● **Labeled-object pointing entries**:
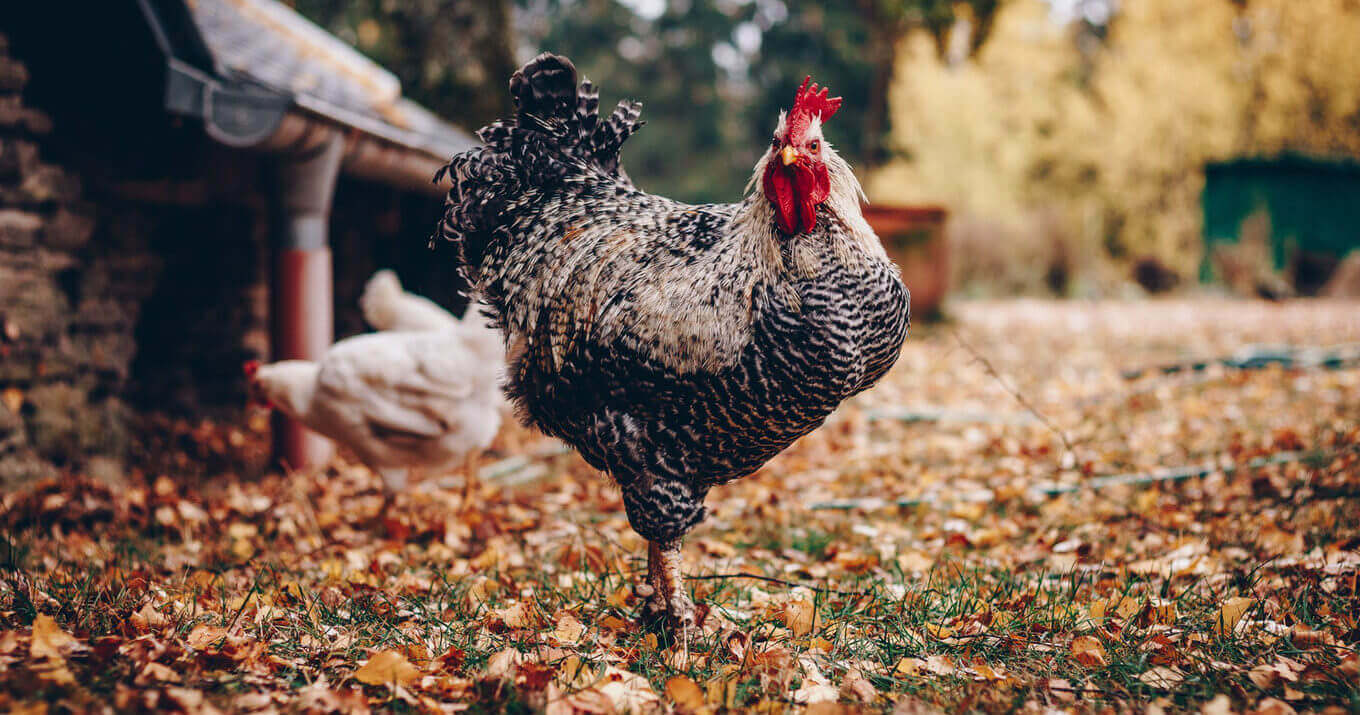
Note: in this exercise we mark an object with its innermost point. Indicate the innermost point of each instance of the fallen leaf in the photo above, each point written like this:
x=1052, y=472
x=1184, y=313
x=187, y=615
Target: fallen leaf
x=1088, y=651
x=1220, y=704
x=204, y=636
x=856, y=687
x=684, y=693
x=502, y=664
x=386, y=668
x=1163, y=677
x=49, y=640
x=1272, y=706
x=569, y=630
x=1231, y=613
x=801, y=616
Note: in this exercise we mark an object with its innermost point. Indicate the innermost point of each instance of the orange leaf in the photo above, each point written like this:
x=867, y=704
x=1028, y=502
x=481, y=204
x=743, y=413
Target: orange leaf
x=1088, y=651
x=386, y=668
x=684, y=693
x=49, y=640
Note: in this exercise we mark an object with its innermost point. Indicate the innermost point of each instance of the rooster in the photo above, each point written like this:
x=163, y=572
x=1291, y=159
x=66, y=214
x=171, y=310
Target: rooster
x=676, y=347
x=401, y=401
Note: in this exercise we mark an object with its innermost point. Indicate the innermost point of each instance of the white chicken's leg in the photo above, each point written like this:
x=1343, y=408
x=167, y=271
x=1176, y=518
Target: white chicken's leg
x=395, y=480
x=471, y=484
x=664, y=591
x=393, y=483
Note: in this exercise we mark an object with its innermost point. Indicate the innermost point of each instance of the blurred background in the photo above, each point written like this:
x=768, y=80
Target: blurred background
x=189, y=184
x=1081, y=147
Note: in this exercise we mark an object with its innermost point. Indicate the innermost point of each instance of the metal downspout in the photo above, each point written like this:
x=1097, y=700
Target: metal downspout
x=302, y=321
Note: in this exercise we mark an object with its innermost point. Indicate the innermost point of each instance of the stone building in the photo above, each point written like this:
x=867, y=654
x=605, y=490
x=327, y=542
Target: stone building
x=185, y=185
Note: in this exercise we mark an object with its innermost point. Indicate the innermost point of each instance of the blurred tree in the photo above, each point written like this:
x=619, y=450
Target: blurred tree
x=1109, y=124
x=714, y=74
x=452, y=56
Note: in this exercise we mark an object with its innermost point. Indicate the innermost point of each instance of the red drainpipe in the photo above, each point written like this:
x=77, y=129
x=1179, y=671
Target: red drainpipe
x=302, y=324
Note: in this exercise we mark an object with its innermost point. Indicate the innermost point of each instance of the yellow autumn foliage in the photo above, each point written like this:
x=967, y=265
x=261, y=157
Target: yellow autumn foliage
x=1107, y=137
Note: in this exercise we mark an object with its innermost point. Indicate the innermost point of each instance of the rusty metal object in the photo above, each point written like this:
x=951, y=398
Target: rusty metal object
x=302, y=321
x=915, y=239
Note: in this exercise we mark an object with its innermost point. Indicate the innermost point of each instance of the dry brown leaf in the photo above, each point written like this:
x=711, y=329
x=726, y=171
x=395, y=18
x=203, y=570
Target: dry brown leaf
x=856, y=687
x=502, y=664
x=684, y=693
x=909, y=666
x=1163, y=677
x=49, y=640
x=1272, y=706
x=1231, y=615
x=801, y=616
x=1088, y=651
x=1220, y=704
x=940, y=665
x=1307, y=638
x=204, y=636
x=386, y=668
x=569, y=630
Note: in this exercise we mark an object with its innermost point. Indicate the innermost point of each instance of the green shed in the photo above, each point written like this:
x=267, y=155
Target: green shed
x=1313, y=205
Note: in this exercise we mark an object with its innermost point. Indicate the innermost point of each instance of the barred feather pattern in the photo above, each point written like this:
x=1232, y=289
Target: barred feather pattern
x=673, y=345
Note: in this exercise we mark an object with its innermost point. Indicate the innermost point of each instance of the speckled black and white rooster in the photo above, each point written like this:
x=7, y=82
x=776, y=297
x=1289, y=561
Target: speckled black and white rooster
x=676, y=347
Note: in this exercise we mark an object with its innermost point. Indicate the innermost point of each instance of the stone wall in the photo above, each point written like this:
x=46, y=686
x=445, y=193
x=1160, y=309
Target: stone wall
x=68, y=305
x=133, y=273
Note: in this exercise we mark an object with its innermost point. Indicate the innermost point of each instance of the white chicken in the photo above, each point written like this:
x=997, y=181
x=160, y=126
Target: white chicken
x=404, y=400
x=386, y=306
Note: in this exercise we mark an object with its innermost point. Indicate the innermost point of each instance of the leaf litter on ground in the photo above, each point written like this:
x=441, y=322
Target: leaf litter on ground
x=994, y=570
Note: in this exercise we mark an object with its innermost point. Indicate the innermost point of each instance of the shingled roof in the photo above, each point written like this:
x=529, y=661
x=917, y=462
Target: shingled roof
x=268, y=44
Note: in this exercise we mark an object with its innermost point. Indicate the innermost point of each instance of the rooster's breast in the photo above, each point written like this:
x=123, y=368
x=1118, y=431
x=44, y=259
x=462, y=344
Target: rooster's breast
x=633, y=415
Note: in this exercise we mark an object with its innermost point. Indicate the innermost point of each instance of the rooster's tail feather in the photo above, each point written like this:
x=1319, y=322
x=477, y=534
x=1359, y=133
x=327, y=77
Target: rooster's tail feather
x=556, y=132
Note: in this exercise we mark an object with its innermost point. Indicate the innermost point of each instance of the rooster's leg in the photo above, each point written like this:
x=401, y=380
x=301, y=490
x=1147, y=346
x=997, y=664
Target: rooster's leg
x=664, y=590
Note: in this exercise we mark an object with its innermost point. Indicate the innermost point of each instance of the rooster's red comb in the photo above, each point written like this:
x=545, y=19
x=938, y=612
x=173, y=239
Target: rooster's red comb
x=813, y=102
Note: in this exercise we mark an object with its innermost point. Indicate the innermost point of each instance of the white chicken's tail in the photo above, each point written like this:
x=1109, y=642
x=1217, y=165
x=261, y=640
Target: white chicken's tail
x=386, y=306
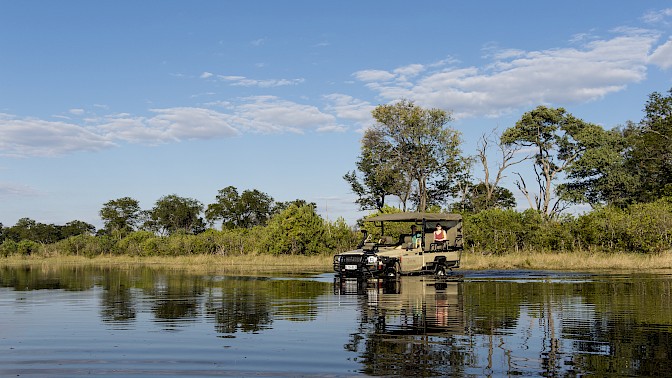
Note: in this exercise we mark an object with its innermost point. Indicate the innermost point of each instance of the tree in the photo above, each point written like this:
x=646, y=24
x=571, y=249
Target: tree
x=251, y=208
x=651, y=154
x=297, y=230
x=279, y=207
x=600, y=174
x=482, y=197
x=488, y=194
x=173, y=214
x=415, y=149
x=76, y=227
x=379, y=177
x=553, y=134
x=120, y=216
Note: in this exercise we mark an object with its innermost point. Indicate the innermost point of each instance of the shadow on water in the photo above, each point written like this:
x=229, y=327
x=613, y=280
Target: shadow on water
x=135, y=322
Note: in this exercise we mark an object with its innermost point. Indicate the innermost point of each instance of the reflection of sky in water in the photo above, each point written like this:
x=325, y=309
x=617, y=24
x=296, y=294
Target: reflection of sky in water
x=492, y=323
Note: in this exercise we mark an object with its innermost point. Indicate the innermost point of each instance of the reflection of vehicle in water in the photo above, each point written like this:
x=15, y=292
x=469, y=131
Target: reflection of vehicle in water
x=392, y=255
x=409, y=327
x=418, y=305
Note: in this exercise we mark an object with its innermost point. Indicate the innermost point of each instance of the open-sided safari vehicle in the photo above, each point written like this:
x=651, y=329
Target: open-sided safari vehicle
x=399, y=252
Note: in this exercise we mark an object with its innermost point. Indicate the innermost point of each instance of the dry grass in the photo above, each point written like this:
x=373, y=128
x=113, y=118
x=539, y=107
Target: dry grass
x=243, y=264
x=568, y=261
x=260, y=264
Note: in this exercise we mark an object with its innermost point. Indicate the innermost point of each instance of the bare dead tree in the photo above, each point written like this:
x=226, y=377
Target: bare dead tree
x=509, y=155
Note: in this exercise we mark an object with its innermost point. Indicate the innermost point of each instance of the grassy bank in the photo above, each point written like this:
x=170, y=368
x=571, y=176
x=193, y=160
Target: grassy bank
x=240, y=264
x=258, y=264
x=575, y=261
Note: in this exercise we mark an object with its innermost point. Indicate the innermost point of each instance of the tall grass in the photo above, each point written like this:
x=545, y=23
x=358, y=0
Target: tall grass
x=253, y=264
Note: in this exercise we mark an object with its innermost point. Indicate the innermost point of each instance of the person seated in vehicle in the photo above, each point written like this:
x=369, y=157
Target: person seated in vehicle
x=439, y=238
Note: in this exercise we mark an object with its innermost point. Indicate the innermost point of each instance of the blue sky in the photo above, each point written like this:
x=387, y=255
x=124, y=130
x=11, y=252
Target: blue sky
x=106, y=99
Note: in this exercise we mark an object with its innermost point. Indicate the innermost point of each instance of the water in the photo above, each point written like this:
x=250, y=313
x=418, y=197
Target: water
x=83, y=321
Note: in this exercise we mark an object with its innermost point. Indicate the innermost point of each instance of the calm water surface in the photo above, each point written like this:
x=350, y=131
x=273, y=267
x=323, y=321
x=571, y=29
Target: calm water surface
x=93, y=321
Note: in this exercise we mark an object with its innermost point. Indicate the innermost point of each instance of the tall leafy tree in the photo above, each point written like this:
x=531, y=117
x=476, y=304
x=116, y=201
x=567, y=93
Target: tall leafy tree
x=651, y=155
x=172, y=214
x=600, y=174
x=488, y=194
x=120, y=216
x=379, y=178
x=77, y=227
x=249, y=209
x=555, y=136
x=416, y=149
x=297, y=230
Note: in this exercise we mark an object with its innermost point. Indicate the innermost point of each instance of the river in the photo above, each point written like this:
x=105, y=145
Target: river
x=72, y=321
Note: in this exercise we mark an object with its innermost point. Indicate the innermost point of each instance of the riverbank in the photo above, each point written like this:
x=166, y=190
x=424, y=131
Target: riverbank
x=257, y=264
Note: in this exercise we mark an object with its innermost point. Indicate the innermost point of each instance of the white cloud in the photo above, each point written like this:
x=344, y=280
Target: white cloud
x=374, y=75
x=21, y=137
x=270, y=114
x=659, y=16
x=242, y=81
x=348, y=107
x=517, y=78
x=16, y=190
x=662, y=56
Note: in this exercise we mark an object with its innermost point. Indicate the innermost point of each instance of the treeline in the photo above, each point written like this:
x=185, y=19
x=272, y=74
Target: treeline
x=638, y=228
x=249, y=223
x=624, y=174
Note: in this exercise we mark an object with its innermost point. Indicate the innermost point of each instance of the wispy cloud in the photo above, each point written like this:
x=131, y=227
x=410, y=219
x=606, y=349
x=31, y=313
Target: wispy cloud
x=17, y=190
x=23, y=137
x=242, y=81
x=516, y=78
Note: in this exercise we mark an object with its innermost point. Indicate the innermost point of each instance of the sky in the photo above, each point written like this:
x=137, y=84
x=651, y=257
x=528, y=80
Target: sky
x=107, y=99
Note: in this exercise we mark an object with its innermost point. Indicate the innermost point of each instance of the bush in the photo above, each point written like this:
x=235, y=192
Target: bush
x=296, y=231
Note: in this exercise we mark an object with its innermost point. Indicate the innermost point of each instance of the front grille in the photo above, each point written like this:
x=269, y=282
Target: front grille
x=351, y=259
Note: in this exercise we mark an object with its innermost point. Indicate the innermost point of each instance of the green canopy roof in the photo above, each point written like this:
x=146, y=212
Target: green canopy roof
x=414, y=217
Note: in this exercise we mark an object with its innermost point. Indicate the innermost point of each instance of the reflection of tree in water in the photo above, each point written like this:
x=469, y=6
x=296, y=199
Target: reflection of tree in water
x=251, y=304
x=118, y=303
x=176, y=296
x=25, y=278
x=243, y=306
x=637, y=342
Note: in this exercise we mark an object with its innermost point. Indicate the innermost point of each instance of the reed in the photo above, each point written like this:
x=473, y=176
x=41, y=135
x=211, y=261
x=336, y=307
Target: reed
x=576, y=261
x=244, y=264
x=252, y=264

● **AIM OF THE EXERCISE**: Reproduce only the material from the line with "of the riverbank" up to and including the line with "x=257, y=264", substituting "shoreline" for "riverbank" and leaving everything else unchanged.

● **FULL OUTPUT**:
Note: in this exercise we mark an object with its innermost point. Indicate the innermost point of each instance of the shoreline in the photo above, each point written like this:
x=166, y=190
x=424, y=131
Target: shoreline
x=257, y=264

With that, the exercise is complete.